Coordinate annotation records
▽

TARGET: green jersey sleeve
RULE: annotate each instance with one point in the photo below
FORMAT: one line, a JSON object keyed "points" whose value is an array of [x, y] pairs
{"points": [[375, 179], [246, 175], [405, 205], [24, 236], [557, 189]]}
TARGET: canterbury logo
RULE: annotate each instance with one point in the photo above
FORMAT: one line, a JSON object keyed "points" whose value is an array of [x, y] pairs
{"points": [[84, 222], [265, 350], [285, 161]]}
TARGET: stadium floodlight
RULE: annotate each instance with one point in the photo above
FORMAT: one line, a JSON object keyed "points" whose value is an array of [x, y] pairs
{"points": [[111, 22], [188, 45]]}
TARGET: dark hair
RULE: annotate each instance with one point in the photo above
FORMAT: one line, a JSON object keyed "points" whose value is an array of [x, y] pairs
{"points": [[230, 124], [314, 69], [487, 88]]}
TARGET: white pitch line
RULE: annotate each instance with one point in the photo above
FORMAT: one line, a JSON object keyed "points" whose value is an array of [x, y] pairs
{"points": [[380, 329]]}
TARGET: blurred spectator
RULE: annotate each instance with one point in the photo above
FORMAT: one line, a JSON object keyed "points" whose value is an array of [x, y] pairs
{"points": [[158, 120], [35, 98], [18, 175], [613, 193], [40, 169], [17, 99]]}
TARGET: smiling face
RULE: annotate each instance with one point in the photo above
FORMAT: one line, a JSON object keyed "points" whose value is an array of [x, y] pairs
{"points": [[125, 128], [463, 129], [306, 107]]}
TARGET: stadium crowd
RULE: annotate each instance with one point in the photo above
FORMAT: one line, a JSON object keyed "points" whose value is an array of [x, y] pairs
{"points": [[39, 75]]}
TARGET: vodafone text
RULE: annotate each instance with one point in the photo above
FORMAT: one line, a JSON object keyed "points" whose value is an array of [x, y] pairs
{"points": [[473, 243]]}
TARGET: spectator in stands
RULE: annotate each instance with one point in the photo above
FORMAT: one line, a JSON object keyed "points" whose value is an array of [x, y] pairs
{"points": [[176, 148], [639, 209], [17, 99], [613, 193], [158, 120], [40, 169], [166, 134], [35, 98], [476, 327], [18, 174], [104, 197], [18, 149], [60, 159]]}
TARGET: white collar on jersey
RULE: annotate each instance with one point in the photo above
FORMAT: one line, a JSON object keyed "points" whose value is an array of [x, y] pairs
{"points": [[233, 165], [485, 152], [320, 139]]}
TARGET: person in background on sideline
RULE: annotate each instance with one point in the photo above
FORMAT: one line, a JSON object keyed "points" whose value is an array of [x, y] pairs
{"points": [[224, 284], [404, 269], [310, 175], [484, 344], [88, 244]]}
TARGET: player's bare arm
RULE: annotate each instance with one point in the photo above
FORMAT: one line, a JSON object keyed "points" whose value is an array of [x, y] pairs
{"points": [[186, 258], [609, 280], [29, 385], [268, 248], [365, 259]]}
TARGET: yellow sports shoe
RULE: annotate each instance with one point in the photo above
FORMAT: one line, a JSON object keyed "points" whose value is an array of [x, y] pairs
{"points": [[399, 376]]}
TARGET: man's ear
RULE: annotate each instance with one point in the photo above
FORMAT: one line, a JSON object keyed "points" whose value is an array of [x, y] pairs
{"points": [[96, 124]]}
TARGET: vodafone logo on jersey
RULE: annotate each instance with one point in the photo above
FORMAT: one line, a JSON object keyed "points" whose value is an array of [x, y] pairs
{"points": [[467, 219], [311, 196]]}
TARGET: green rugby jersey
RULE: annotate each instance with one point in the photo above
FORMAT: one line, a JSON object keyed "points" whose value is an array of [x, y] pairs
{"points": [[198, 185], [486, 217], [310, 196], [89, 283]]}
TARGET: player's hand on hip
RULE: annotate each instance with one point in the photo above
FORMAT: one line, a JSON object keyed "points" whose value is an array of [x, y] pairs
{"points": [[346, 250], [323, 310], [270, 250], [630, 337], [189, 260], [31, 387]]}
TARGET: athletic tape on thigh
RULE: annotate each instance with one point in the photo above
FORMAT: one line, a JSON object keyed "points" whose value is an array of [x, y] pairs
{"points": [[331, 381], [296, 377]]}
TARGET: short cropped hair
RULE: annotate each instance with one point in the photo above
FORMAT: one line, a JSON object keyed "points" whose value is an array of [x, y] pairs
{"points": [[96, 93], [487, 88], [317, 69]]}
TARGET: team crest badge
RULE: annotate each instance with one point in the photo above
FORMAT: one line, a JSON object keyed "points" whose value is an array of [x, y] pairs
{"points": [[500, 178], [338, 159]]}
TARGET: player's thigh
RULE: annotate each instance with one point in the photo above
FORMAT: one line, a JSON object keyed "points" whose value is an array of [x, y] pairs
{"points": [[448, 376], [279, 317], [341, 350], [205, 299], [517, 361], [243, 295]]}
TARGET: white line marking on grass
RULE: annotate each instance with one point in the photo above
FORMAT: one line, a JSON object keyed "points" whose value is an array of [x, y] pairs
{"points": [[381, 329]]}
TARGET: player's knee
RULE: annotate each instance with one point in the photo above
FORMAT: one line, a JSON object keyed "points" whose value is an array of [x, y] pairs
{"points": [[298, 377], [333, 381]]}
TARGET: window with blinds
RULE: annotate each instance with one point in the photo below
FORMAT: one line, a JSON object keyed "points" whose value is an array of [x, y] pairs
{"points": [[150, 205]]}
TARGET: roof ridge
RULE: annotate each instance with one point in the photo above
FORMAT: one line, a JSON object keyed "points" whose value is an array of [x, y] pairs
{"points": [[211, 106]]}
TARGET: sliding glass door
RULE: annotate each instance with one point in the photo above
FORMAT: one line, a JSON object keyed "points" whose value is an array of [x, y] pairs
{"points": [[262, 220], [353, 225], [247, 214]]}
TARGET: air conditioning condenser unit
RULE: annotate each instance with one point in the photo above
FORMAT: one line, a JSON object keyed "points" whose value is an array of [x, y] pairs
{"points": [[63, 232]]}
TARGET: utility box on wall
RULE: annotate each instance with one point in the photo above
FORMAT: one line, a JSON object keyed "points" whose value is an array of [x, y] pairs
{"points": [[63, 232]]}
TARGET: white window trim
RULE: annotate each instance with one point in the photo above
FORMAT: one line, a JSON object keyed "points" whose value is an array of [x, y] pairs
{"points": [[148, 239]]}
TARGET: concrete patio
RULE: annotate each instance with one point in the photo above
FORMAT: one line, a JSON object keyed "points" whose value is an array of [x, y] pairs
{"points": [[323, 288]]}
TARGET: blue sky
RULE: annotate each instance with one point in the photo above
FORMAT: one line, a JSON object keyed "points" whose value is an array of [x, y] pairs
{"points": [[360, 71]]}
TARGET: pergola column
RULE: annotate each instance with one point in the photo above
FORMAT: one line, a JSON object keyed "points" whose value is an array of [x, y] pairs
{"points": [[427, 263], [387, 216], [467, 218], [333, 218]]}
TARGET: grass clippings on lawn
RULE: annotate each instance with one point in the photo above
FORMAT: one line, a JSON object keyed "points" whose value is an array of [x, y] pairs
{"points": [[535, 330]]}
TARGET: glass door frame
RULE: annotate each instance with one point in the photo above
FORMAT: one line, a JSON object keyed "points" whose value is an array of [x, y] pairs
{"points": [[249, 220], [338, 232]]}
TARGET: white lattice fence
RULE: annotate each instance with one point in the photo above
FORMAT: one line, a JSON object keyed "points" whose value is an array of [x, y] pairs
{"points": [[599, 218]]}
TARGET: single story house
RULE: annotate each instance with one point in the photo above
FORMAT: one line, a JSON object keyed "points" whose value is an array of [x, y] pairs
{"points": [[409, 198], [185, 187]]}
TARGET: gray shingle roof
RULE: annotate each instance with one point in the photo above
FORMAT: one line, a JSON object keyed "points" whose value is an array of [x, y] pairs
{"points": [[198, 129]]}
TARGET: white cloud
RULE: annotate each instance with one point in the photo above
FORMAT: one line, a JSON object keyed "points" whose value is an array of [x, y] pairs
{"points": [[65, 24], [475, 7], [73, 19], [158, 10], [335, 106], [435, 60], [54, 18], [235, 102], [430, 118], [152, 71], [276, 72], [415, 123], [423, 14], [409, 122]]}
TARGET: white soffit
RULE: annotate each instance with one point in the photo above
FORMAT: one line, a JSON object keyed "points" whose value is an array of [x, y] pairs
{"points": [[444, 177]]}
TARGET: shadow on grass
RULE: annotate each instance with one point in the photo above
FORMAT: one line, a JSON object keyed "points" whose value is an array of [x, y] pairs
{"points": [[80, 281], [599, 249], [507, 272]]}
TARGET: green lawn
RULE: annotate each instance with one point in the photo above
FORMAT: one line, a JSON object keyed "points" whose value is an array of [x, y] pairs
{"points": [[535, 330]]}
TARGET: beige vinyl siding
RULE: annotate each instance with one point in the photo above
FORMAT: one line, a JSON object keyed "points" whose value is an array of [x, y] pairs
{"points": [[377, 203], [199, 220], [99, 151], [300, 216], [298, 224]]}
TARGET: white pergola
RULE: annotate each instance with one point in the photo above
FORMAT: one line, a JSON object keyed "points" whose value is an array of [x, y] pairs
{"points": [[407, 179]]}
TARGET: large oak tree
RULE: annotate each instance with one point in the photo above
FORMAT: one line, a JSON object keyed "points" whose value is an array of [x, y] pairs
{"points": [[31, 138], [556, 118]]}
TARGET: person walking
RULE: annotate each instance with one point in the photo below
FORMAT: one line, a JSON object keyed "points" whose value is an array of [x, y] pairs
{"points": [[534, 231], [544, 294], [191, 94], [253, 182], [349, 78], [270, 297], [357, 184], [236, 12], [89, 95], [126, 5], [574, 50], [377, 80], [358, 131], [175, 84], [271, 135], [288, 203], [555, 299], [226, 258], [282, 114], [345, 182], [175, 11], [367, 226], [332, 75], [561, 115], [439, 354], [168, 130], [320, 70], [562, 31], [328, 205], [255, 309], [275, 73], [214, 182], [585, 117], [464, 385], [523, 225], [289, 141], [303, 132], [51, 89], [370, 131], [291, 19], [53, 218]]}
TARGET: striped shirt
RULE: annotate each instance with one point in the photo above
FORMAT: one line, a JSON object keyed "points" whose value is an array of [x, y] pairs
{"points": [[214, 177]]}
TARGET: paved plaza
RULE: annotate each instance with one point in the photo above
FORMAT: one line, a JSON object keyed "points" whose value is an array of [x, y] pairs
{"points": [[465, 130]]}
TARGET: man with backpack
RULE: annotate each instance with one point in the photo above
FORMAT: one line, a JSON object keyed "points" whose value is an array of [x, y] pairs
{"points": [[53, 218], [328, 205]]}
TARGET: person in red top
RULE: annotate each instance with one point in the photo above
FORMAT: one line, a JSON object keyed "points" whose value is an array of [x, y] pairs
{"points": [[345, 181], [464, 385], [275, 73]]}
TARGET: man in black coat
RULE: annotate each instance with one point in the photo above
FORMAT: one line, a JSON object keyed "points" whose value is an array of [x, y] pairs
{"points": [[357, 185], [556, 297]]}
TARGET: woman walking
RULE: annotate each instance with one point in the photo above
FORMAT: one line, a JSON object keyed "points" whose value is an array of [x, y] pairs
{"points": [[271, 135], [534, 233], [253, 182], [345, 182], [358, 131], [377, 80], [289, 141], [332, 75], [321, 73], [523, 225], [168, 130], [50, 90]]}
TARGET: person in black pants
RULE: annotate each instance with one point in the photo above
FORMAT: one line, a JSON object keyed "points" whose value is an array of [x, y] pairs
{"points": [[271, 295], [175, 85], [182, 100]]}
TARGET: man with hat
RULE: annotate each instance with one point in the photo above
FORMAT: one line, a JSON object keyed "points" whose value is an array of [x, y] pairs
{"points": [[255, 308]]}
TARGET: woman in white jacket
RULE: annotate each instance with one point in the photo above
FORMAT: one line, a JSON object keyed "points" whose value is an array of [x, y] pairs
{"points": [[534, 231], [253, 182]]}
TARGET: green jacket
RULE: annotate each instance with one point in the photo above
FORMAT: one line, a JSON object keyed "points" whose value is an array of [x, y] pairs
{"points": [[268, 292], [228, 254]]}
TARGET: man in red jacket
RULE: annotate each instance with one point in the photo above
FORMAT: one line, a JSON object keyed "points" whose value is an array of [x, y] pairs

△

▶ Instructions to follow
Reproduce the lines of the data verbatim, starting at the line that contains "TARGET: man with hat" and continuing through the end of the data, both ends included.

▶ Solution to the problem
TARGET: man with hat
RULE: annotate each instance with one point in the photo above
FORMAT: one line, a JSON object keyed "points" whose value is an array of [x, y] pairs
{"points": [[255, 308]]}
TARGET: woman in white jacket
RULE: annotate each instance with one point in the photo above
FORMAT: one line, a JSON object keyed "points" whose value is an array of [x, y] pairs
{"points": [[534, 231], [253, 182]]}
TARGET: green jacket
RULE: annotate each instance with one point in the photo above
FORMAT: one line, a JSON object keyed "points" whose value is an array of [x, y] pairs
{"points": [[268, 292], [228, 254]]}
TARGET: man in red jacket
RULE: annotate each instance with one point in the photo above
FORMAT: one line, a JSON object keyed "points" whose value is an array of [x, y] pairs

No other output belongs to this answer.